= 要件 =
レコードの先頭から「xmin=173 ymin=2 xmax=350 ymax=230」を含む行までを、両端の行も含めて、「番号」と「行」の2列からなるMarkdownの表に整形してください。空行は表に入れないでください。

コレクションから抜粋したレコード:
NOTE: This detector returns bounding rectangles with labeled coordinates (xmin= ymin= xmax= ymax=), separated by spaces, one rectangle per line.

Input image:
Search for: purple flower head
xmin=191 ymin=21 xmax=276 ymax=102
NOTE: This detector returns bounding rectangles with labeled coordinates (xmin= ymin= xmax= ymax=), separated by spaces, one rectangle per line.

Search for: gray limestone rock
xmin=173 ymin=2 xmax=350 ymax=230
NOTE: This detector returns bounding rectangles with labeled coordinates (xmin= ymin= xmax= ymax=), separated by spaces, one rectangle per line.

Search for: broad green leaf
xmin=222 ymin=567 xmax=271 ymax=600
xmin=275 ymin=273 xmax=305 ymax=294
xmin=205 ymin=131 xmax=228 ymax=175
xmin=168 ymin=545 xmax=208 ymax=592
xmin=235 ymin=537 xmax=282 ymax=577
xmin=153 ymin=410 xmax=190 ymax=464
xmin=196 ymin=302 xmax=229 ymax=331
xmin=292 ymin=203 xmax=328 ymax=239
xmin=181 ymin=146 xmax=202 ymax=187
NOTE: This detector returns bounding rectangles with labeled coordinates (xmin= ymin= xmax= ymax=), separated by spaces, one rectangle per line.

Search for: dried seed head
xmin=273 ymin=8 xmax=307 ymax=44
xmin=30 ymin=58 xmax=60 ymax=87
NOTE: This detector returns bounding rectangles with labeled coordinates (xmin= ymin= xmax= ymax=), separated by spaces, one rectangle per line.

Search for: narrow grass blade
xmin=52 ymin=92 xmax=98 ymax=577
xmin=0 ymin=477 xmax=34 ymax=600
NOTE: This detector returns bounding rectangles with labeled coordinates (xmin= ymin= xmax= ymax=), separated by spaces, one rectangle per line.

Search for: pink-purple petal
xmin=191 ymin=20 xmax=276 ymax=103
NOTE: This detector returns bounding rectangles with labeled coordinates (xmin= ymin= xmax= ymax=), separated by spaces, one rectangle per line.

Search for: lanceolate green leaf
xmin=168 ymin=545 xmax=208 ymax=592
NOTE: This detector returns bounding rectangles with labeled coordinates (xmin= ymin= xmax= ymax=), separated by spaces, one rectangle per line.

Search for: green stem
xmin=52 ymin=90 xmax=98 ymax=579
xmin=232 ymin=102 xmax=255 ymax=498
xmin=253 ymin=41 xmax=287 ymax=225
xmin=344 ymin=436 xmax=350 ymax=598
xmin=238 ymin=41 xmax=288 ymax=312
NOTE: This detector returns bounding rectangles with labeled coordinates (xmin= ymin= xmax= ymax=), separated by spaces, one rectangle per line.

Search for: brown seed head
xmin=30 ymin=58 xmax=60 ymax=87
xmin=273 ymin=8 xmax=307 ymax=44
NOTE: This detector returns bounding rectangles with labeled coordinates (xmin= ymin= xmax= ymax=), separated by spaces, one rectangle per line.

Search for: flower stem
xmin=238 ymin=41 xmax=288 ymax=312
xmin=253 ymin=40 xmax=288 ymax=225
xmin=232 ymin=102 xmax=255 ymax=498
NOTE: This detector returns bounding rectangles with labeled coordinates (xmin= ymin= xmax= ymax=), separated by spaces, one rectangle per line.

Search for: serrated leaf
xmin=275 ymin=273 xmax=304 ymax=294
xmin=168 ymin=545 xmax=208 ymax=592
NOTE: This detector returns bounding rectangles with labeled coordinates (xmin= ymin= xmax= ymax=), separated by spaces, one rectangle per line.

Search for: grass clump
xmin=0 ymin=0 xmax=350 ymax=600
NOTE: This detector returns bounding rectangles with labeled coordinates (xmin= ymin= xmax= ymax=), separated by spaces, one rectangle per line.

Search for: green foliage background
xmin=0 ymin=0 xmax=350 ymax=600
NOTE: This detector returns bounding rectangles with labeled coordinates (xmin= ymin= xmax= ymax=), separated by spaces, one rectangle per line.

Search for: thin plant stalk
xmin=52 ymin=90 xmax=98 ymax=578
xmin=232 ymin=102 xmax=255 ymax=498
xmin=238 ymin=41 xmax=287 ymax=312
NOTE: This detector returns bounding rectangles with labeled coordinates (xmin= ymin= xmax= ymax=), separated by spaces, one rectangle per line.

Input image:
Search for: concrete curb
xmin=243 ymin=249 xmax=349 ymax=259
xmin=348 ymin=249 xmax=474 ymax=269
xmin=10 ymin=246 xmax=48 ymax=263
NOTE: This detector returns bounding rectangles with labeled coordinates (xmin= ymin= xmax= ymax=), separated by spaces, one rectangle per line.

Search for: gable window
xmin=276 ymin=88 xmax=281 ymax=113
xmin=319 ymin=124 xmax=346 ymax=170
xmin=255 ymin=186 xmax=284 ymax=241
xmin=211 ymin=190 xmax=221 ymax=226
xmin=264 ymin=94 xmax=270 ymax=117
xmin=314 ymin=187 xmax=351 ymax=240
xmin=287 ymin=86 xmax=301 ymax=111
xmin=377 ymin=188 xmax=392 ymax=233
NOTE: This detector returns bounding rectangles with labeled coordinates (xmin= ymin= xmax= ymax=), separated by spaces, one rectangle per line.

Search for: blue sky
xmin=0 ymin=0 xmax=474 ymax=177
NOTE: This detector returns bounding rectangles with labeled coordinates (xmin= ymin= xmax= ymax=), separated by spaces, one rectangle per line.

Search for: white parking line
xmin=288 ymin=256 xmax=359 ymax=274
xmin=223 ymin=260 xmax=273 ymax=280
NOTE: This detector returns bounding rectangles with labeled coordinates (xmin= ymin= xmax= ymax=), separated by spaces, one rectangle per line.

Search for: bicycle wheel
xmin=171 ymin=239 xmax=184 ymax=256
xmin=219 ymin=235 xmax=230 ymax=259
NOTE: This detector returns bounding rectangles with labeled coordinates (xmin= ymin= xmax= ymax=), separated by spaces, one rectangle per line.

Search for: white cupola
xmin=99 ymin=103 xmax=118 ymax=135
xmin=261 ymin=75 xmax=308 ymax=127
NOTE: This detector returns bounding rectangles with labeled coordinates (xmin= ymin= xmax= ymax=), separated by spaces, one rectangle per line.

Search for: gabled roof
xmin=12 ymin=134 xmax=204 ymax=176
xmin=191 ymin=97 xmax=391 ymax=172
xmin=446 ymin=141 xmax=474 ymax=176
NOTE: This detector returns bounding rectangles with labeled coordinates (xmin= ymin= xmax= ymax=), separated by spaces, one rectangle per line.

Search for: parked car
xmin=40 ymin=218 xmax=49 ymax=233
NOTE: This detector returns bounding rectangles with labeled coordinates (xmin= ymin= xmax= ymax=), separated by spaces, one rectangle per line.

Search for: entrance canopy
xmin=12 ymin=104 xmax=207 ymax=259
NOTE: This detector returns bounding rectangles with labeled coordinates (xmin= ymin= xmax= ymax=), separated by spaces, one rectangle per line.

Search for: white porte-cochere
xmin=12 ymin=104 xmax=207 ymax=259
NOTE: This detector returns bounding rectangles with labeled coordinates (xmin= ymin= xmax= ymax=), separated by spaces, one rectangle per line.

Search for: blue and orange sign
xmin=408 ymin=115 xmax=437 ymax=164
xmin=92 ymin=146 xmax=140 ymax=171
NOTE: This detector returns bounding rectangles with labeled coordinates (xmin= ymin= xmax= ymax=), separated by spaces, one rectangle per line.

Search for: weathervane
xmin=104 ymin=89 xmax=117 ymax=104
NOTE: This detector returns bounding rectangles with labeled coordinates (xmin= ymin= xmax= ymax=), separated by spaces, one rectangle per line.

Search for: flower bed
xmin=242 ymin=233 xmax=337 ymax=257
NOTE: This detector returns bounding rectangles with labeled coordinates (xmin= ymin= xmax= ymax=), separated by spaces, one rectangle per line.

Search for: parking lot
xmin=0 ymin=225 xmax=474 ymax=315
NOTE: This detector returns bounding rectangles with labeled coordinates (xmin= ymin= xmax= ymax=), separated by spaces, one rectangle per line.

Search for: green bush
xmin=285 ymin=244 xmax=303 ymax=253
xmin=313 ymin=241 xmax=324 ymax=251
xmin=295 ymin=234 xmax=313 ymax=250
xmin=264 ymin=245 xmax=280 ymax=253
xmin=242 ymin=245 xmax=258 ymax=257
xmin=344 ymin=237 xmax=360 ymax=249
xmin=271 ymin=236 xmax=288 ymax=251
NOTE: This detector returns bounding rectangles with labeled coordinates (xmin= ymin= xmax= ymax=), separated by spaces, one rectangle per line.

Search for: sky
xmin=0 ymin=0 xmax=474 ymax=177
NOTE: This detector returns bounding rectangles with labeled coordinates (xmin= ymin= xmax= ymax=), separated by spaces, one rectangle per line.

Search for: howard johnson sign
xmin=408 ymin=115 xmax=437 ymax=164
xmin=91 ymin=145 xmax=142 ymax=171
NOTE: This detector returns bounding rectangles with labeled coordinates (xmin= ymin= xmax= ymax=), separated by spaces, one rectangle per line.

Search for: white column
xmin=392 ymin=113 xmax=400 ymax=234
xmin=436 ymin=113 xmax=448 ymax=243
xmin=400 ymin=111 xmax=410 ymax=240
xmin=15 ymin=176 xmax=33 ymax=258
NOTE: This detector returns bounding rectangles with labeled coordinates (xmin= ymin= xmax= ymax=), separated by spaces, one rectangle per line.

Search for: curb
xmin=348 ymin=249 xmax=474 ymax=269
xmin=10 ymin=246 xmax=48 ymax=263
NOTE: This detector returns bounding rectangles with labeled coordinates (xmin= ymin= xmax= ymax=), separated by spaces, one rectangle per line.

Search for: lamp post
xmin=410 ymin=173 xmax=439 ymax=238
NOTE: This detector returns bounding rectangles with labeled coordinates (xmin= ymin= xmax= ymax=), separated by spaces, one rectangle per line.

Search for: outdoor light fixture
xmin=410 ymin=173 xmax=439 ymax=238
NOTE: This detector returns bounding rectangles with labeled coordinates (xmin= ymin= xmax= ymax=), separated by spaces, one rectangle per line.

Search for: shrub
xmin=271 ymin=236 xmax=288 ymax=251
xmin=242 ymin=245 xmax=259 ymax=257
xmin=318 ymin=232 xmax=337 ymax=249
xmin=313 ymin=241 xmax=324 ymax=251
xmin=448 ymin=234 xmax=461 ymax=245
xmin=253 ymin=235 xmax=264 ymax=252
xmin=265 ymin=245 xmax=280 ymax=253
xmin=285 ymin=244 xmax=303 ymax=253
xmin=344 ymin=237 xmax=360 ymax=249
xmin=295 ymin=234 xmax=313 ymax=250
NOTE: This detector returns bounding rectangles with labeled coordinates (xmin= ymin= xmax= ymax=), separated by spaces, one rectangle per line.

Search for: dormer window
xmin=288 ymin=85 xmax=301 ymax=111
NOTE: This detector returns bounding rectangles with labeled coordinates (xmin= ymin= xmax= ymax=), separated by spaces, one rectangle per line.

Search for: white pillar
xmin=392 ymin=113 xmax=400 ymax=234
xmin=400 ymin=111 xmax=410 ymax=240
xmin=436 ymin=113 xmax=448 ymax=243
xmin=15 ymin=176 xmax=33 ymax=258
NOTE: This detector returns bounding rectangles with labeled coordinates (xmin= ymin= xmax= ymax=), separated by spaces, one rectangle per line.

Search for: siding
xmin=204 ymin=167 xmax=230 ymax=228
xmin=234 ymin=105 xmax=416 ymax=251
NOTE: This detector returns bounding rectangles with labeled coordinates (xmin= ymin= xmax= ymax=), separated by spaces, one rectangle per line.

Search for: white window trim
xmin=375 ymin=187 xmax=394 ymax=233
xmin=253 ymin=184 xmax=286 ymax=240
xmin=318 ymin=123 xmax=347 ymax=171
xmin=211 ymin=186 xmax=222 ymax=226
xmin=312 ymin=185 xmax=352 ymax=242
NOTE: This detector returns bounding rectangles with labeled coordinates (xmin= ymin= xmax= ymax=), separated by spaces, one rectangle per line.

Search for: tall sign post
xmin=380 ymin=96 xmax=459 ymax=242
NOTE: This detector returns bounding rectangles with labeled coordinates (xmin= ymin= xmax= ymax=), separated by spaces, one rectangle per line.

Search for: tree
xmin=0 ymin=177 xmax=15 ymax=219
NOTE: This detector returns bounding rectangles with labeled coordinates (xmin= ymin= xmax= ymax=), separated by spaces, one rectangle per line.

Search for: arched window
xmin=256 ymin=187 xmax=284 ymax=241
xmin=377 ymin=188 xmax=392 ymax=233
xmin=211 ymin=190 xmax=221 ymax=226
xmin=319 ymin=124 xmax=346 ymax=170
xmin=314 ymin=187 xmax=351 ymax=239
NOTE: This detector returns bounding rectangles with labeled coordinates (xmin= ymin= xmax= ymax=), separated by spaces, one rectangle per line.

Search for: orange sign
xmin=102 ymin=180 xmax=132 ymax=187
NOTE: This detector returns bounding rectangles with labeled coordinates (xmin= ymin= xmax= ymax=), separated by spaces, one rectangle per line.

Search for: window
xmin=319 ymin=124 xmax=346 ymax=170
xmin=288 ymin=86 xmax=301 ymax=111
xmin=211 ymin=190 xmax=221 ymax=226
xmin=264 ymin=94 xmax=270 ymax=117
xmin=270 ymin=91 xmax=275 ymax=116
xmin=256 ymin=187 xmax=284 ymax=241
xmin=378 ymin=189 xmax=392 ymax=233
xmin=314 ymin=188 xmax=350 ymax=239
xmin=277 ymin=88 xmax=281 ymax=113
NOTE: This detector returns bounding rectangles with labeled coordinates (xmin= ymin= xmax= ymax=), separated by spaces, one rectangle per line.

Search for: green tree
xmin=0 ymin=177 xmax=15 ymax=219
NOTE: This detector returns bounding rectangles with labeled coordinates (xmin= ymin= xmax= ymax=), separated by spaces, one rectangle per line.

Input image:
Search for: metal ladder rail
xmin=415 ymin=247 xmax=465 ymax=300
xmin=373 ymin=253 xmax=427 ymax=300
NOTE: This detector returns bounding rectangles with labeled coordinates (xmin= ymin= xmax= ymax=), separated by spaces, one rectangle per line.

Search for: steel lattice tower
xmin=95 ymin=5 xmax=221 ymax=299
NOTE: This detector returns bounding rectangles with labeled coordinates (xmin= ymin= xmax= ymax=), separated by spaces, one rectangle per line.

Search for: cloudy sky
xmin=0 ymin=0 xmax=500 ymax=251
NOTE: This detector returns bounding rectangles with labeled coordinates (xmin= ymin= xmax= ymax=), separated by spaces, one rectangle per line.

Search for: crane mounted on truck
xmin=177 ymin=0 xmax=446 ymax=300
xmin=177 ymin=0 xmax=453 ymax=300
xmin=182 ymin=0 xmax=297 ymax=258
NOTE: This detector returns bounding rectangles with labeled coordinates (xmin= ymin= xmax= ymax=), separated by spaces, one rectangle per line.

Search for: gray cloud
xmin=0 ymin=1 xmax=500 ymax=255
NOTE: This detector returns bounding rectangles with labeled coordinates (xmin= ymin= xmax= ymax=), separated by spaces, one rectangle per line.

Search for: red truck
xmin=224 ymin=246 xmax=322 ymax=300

= 完全な回答 =
| 番号 | 行 |
|---|---|
| 1 | NOTE: This detector returns bounding rectangles with labeled coordinates (xmin= ymin= xmax= ymax=), separated by spaces, one rectangle per line. |
| 2 | Input image: |
| 3 | Search for: purple flower head |
| 4 | xmin=191 ymin=21 xmax=276 ymax=102 |
| 5 | NOTE: This detector returns bounding rectangles with labeled coordinates (xmin= ymin= xmax= ymax=), separated by spaces, one rectangle per line. |
| 6 | Search for: gray limestone rock |
| 7 | xmin=173 ymin=2 xmax=350 ymax=230 |